Exercise directions
Nothing but the lines from the one containing "column 233, row 682" through the end of the data below may appear in the response, each one exact.

Supplied records
⟨

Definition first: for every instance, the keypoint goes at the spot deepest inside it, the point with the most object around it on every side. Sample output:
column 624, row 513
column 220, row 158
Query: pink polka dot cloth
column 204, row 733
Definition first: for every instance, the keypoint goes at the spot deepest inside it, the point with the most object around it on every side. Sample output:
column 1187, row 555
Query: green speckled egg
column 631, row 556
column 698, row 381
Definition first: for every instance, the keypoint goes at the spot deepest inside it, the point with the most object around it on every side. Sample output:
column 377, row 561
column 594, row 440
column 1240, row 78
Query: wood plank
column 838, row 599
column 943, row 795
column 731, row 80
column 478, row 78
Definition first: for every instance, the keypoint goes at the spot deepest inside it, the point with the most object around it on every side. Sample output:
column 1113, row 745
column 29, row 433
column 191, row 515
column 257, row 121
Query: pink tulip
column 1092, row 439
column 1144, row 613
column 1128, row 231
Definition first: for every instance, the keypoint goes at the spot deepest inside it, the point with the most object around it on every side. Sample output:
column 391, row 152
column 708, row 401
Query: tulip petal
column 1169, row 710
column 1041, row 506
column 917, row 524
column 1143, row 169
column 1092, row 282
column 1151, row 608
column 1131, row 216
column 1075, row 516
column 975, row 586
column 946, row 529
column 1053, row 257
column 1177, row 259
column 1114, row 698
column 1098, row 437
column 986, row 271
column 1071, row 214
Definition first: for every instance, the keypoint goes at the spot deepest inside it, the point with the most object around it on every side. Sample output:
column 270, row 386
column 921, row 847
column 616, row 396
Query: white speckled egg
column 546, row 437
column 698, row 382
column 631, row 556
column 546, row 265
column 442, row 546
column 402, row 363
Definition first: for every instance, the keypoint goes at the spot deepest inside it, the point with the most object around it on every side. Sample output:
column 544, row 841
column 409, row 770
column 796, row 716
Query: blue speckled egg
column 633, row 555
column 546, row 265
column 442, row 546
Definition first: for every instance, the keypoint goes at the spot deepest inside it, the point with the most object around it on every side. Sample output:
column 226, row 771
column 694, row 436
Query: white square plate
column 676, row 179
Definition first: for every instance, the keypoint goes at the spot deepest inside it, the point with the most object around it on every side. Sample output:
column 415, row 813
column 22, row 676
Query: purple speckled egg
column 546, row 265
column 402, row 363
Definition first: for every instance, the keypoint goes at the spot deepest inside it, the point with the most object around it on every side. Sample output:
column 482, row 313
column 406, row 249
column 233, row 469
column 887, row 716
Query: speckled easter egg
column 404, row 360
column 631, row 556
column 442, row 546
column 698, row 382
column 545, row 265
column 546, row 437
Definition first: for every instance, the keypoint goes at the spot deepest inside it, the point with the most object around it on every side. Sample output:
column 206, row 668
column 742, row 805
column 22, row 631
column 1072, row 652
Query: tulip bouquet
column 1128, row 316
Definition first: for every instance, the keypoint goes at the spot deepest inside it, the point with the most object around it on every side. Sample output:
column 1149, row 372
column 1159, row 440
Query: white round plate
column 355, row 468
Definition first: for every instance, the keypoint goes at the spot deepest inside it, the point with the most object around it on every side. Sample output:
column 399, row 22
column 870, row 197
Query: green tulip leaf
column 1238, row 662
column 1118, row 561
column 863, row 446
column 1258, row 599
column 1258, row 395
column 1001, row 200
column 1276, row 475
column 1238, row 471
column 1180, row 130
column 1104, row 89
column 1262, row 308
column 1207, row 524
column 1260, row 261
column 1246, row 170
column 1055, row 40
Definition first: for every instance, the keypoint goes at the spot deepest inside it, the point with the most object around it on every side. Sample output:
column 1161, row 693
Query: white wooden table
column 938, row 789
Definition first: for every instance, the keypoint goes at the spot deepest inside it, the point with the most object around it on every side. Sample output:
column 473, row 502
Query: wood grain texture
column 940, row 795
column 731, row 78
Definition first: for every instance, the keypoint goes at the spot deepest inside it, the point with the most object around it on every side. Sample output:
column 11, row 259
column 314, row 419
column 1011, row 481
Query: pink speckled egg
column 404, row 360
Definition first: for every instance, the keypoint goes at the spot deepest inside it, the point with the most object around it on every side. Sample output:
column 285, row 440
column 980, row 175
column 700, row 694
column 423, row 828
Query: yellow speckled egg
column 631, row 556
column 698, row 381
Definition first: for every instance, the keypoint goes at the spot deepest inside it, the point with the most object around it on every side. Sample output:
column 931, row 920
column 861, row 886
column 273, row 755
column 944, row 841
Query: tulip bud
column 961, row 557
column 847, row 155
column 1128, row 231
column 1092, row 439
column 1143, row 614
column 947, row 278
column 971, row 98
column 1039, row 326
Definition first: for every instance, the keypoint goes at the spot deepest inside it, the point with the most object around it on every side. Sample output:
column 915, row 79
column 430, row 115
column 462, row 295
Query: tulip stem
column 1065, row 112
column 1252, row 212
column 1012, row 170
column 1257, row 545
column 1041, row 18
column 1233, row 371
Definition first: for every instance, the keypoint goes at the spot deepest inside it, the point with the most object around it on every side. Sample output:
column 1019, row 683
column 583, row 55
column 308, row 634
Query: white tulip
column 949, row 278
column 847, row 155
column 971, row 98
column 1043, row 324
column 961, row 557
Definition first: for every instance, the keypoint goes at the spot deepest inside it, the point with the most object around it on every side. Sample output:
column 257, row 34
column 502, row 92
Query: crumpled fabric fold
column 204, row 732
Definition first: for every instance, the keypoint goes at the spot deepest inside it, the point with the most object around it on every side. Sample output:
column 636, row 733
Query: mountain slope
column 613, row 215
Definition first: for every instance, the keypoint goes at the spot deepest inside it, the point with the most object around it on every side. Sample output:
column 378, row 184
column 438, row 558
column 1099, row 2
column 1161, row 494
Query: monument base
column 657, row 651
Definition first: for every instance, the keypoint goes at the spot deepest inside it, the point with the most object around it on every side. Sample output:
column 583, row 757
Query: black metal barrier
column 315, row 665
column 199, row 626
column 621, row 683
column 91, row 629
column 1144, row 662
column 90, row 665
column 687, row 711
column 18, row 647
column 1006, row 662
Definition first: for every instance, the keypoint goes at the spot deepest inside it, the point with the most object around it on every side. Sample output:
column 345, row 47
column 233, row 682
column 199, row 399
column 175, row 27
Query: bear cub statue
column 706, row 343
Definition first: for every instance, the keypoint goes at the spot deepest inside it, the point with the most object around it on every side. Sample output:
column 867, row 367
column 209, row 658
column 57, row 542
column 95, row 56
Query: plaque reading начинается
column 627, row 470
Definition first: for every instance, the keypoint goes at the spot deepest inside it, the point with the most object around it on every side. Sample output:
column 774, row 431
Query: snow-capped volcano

⟩

Response to this task
column 233, row 682
column 199, row 399
column 175, row 27
Query: bear cub statue
column 706, row 343
Definition first: for every instance, the keypoint goes at the spot deepest inside it, the point with the most object around it on every side. Sample output:
column 867, row 367
column 209, row 658
column 57, row 542
column 95, row 56
Query: plaque reading начинается
column 627, row 470
Definition first: for every instance, the keypoint goes at the spot deepest inside it, the point with the most object around it on every side. Sample output:
column 774, row 431
Query: snow-capped volcano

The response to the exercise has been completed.